- [課題の目的] 下の記録のうち、「outline」という文字列を含む行はいくつありますか。数だけを答えてください。

[データ記録]
--- --- ---
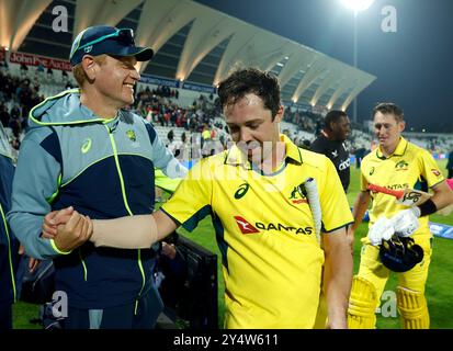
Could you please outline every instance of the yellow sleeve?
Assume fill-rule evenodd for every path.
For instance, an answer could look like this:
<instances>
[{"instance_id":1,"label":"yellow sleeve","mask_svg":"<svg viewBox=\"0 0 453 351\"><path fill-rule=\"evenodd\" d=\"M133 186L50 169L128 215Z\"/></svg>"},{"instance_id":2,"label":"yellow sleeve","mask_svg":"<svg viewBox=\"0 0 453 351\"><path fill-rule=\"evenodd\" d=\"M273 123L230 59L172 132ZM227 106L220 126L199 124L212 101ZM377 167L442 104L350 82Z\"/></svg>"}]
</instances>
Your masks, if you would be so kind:
<instances>
[{"instance_id":1,"label":"yellow sleeve","mask_svg":"<svg viewBox=\"0 0 453 351\"><path fill-rule=\"evenodd\" d=\"M418 160L421 170L420 176L427 181L428 188L432 188L445 179L430 152L422 150L418 154Z\"/></svg>"},{"instance_id":2,"label":"yellow sleeve","mask_svg":"<svg viewBox=\"0 0 453 351\"><path fill-rule=\"evenodd\" d=\"M366 191L367 185L369 185L369 181L363 176L363 171L362 171L362 167L361 167L360 168L360 191Z\"/></svg>"},{"instance_id":3,"label":"yellow sleeve","mask_svg":"<svg viewBox=\"0 0 453 351\"><path fill-rule=\"evenodd\" d=\"M324 231L332 231L353 222L340 177L331 160L326 157L326 171L320 191Z\"/></svg>"},{"instance_id":4,"label":"yellow sleeve","mask_svg":"<svg viewBox=\"0 0 453 351\"><path fill-rule=\"evenodd\" d=\"M209 159L206 158L191 168L174 194L160 210L192 231L199 222L211 213L212 190Z\"/></svg>"},{"instance_id":5,"label":"yellow sleeve","mask_svg":"<svg viewBox=\"0 0 453 351\"><path fill-rule=\"evenodd\" d=\"M163 174L163 172L155 168L155 185L163 189L169 193L174 193L179 183L181 182L181 178L170 178Z\"/></svg>"}]
</instances>

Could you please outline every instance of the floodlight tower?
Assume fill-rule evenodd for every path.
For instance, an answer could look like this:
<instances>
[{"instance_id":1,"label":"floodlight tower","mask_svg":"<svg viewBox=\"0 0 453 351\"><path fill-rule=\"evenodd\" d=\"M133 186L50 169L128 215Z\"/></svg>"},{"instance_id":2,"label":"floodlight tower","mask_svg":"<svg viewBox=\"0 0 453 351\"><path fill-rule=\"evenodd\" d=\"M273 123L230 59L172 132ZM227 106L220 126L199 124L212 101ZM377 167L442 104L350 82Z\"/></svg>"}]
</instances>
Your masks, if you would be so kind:
<instances>
[{"instance_id":1,"label":"floodlight tower","mask_svg":"<svg viewBox=\"0 0 453 351\"><path fill-rule=\"evenodd\" d=\"M358 15L373 4L374 0L341 0L341 3L354 11L354 67L358 68ZM355 98L352 110L352 121L358 122L358 99Z\"/></svg>"}]
</instances>

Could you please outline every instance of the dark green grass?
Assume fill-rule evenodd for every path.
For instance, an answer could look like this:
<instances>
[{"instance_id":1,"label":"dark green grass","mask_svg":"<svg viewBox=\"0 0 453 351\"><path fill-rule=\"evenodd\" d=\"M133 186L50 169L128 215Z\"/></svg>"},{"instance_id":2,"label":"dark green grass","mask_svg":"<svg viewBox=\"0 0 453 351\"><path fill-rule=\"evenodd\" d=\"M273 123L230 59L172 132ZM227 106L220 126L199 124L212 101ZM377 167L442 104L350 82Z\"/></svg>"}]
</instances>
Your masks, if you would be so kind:
<instances>
[{"instance_id":1,"label":"dark green grass","mask_svg":"<svg viewBox=\"0 0 453 351\"><path fill-rule=\"evenodd\" d=\"M444 171L445 162L439 162ZM446 176L446 174L445 174ZM351 168L351 185L348 193L349 203L352 205L359 192L359 171ZM448 217L434 215L432 222L453 225L453 215ZM222 257L215 242L214 229L211 218L202 220L199 227L191 234L179 229L181 234L202 245L218 256L218 326L222 328L224 319L224 279L222 272ZM356 231L354 245L354 273L359 270L360 262L360 238L367 233L366 224L362 224ZM431 316L431 328L451 329L453 328L453 240L435 238L433 239L433 256L430 265L430 273L427 283L427 299ZM385 287L386 291L394 291L397 286L395 274L390 276ZM36 328L29 320L37 316L37 307L30 304L18 303L14 306L14 328ZM399 328L398 317L382 317L377 315L377 328L397 329Z\"/></svg>"}]
</instances>

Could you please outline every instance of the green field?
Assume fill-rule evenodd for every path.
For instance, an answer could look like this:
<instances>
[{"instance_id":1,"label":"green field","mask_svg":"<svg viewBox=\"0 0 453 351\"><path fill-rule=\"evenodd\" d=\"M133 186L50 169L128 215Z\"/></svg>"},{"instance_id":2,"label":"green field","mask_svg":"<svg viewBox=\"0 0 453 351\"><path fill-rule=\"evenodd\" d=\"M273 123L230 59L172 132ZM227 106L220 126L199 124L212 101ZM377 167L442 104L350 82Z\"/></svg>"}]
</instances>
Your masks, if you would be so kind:
<instances>
[{"instance_id":1,"label":"green field","mask_svg":"<svg viewBox=\"0 0 453 351\"><path fill-rule=\"evenodd\" d=\"M445 171L445 162L439 162L441 169ZM446 174L445 174L446 176ZM355 168L351 168L351 185L348 194L350 204L353 203L359 191L359 172ZM453 216L448 217L434 215L431 222L453 225ZM179 231L197 244L204 246L208 250L216 252L218 262L222 258L215 242L214 229L211 224L211 218L205 218L199 227L192 233L188 234L183 229ZM354 247L354 272L359 269L360 258L360 238L366 235L366 224L362 224L356 231L356 240ZM453 328L453 240L434 238L433 240L433 256L430 265L430 273L427 283L427 299L431 316L431 328L451 329ZM224 280L222 276L222 268L218 265L218 324L223 326L224 318ZM395 275L390 276L386 291L395 291L397 281ZM37 306L18 303L14 306L14 328L38 328L30 324L30 319L36 318ZM398 329L398 317L382 317L377 315L377 328L381 329Z\"/></svg>"}]
</instances>

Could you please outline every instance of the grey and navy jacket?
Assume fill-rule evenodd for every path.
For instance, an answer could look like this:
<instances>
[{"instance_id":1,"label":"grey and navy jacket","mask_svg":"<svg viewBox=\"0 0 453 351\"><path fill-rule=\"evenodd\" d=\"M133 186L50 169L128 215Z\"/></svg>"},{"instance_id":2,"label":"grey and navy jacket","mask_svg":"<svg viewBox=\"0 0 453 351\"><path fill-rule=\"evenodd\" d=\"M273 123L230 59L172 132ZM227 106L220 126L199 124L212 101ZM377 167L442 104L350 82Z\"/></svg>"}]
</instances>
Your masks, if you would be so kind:
<instances>
[{"instance_id":1,"label":"grey and navy jacket","mask_svg":"<svg viewBox=\"0 0 453 351\"><path fill-rule=\"evenodd\" d=\"M19 259L19 242L5 217L11 206L14 166L2 128L0 138L0 305L8 305L16 299L14 272Z\"/></svg>"},{"instance_id":2,"label":"grey and navy jacket","mask_svg":"<svg viewBox=\"0 0 453 351\"><path fill-rule=\"evenodd\" d=\"M170 178L184 177L186 169L144 118L126 110L113 120L100 118L80 103L78 90L36 105L29 126L13 181L11 228L30 256L54 259L56 290L67 293L69 306L133 303L151 286L152 249L86 242L64 254L53 240L41 237L43 218L70 205L92 219L150 214L154 168Z\"/></svg>"}]
</instances>

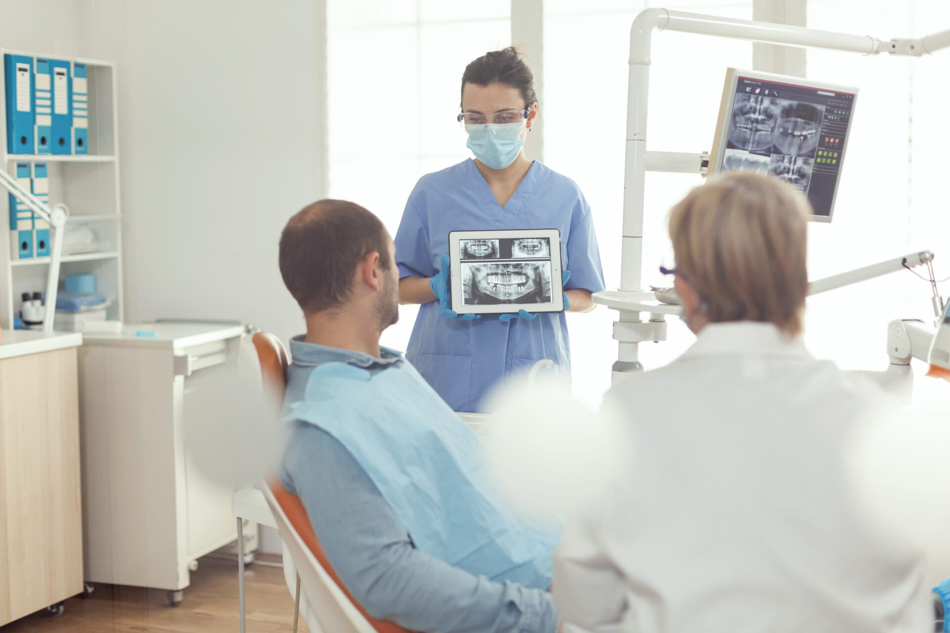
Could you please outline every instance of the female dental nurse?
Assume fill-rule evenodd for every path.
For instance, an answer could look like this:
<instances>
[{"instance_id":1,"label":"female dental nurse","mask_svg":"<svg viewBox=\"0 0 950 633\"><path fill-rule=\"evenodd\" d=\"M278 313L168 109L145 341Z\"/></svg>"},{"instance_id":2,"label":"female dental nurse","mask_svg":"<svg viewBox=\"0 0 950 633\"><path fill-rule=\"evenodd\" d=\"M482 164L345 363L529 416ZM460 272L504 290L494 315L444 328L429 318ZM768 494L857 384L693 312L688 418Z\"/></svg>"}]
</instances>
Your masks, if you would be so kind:
<instances>
[{"instance_id":1,"label":"female dental nurse","mask_svg":"<svg viewBox=\"0 0 950 633\"><path fill-rule=\"evenodd\" d=\"M455 411L481 411L485 392L542 359L570 377L563 312L458 315L448 300L451 231L558 229L568 311L594 308L604 289L590 207L578 185L522 146L538 117L530 68L513 47L489 52L462 75L466 159L419 179L396 233L399 298L422 304L406 357Z\"/></svg>"}]
</instances>

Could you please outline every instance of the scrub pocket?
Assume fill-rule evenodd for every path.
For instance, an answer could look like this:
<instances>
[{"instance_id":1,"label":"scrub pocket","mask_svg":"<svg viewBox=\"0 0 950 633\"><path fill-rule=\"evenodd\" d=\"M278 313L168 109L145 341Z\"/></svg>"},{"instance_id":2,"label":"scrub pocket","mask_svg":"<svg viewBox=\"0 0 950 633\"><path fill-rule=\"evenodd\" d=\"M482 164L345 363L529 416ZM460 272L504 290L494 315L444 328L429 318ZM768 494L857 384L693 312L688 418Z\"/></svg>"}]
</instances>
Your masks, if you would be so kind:
<instances>
[{"instance_id":1,"label":"scrub pocket","mask_svg":"<svg viewBox=\"0 0 950 633\"><path fill-rule=\"evenodd\" d=\"M415 368L452 411L471 412L472 383L470 356L420 354Z\"/></svg>"}]
</instances>

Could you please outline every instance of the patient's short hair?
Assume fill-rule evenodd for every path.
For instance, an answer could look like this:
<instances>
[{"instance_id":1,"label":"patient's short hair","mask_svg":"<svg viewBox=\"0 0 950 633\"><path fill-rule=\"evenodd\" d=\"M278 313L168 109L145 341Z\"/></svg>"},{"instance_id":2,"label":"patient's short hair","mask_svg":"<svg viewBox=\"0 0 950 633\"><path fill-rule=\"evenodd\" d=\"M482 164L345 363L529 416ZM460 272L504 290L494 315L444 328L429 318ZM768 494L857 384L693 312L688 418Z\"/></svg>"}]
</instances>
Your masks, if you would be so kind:
<instances>
[{"instance_id":1,"label":"patient's short hair","mask_svg":"<svg viewBox=\"0 0 950 633\"><path fill-rule=\"evenodd\" d=\"M379 218L354 202L319 200L284 227L280 274L304 314L313 314L347 300L356 265L370 252L389 270L390 233Z\"/></svg>"},{"instance_id":2,"label":"patient's short hair","mask_svg":"<svg viewBox=\"0 0 950 633\"><path fill-rule=\"evenodd\" d=\"M808 289L806 197L770 176L711 178L670 213L676 269L711 323L760 321L802 330Z\"/></svg>"}]
</instances>

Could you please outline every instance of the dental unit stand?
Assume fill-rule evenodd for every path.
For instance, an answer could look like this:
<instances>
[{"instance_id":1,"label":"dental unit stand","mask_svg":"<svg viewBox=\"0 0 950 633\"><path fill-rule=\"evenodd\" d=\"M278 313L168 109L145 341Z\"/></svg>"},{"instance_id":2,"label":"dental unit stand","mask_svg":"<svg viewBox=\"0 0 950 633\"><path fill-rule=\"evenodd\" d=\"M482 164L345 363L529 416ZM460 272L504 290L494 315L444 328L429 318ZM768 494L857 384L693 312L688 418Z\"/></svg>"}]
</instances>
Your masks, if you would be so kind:
<instances>
[{"instance_id":1,"label":"dental unit stand","mask_svg":"<svg viewBox=\"0 0 950 633\"><path fill-rule=\"evenodd\" d=\"M710 160L709 153L648 152L646 149L650 54L655 28L764 44L843 50L862 55L877 55L887 52L892 55L920 57L950 47L950 29L918 39L901 38L882 41L869 35L836 33L768 22L685 13L665 9L647 9L637 14L630 30L620 288L618 290L598 292L593 297L595 303L607 306L619 312L619 319L614 323L614 339L618 342L618 360L614 363L612 373L615 383L618 380L622 380L625 374L643 370L643 365L639 362L639 344L647 341L665 341L667 334L666 316L669 314L677 315L682 311L682 307L679 306L670 306L657 302L654 292L643 289L643 214L646 172L705 174ZM919 253L915 253L914 256L917 254ZM906 258L909 266L915 265L910 260L911 257ZM905 258L901 258L901 260ZM917 265L921 263L925 262L919 261ZM902 268L902 265L900 268ZM900 268L894 270L900 270ZM815 284L838 284L843 281L841 277L850 278L848 275L860 274L863 270L866 273L865 269L859 269L851 273L837 275L836 281L832 281L836 277L829 277L815 282ZM884 274L884 272L880 274ZM854 279L841 285L846 286L855 283L855 281L861 281L861 279ZM832 285L817 291L826 291L840 287ZM819 286L819 289L821 288ZM644 314L648 315L647 320L643 320L642 315Z\"/></svg>"},{"instance_id":2,"label":"dental unit stand","mask_svg":"<svg viewBox=\"0 0 950 633\"><path fill-rule=\"evenodd\" d=\"M63 232L69 209L62 203L51 208L31 193L20 186L16 178L0 169L0 185L13 196L27 205L31 212L49 223L49 270L47 271L46 312L43 317L43 331L53 331L53 319L56 316L56 293L59 290L59 270L63 258Z\"/></svg>"}]
</instances>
--- --- ---
- [完成した解答] 9